EXERCISE DIRECTIONS -> Which lines of the records contain "shirt"? Collect every one of them.

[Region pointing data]
━━━━━━━━━━━━━━━━
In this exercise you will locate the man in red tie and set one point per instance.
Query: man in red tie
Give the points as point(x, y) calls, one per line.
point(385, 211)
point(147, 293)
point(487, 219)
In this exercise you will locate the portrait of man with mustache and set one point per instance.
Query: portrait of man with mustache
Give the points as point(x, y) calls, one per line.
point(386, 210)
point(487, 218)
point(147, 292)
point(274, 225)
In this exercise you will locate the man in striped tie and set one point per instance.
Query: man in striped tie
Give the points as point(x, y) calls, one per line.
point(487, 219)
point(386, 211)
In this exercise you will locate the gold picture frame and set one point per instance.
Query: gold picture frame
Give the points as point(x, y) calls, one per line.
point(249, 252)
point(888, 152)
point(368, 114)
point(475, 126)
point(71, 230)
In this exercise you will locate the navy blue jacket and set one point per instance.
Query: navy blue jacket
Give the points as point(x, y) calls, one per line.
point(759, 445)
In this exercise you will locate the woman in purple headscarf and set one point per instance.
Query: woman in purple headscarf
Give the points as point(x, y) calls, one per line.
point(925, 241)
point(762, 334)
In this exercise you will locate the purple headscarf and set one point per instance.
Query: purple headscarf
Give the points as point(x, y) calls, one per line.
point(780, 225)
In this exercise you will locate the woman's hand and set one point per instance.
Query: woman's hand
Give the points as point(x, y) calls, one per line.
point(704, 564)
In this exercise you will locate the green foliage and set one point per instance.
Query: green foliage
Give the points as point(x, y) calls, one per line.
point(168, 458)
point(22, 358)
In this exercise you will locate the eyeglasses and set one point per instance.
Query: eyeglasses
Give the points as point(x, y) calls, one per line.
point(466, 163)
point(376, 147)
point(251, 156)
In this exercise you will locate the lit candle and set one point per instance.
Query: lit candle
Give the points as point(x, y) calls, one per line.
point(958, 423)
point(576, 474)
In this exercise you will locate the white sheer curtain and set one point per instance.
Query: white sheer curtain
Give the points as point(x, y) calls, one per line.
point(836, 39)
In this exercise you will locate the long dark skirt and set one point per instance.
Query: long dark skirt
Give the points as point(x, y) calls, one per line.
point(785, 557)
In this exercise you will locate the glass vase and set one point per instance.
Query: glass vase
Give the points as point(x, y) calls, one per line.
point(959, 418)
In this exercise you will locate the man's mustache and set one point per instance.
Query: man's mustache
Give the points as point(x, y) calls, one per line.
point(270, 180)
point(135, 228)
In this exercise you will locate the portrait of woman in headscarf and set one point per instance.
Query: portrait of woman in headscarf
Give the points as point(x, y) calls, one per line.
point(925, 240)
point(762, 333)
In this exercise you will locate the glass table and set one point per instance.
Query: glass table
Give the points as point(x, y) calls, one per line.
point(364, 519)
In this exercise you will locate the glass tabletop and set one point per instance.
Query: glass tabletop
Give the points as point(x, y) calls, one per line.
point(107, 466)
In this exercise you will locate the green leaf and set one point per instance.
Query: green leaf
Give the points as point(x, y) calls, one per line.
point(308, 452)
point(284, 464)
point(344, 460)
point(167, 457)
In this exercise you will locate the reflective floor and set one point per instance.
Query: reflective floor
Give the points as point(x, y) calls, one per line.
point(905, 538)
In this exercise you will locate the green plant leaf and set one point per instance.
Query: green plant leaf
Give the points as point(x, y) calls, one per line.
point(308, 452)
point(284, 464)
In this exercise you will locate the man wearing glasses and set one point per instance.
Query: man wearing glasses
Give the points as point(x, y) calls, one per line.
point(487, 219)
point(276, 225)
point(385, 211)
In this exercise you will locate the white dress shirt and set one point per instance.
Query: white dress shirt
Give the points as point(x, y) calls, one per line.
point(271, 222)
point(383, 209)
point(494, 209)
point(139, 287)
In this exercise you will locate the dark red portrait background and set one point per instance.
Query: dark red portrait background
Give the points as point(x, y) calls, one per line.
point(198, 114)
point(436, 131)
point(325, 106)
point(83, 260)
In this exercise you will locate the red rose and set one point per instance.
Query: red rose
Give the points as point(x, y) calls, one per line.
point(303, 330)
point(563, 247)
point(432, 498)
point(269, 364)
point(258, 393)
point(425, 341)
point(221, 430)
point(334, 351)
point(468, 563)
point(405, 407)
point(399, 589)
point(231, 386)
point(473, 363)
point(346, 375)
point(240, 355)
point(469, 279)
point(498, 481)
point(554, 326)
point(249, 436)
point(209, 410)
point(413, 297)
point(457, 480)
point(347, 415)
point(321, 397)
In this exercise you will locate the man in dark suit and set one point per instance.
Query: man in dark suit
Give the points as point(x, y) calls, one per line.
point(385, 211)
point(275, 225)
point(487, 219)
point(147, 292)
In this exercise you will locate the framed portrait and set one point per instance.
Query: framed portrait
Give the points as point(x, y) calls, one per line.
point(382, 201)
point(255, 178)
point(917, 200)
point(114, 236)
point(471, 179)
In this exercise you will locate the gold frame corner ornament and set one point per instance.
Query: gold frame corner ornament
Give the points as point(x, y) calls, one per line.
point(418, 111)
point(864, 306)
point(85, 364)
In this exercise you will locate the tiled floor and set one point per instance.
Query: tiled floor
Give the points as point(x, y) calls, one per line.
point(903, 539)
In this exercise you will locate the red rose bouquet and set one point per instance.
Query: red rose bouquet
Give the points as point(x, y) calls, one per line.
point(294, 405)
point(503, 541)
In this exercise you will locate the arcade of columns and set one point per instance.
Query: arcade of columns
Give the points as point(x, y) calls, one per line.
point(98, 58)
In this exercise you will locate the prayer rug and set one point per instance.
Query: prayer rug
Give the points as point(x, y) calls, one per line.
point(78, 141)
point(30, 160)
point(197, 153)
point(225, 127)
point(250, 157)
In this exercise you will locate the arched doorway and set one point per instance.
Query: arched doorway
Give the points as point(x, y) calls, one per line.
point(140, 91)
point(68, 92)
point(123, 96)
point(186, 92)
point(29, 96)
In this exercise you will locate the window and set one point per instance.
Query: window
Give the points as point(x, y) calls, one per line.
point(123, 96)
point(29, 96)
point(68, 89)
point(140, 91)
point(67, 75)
━━━━━━━━━━━━━━━━
RESPONSE TO THE TASK ->
In this exercise you will locate the white dress shirt and set one point per instance.
Query: white dress shirt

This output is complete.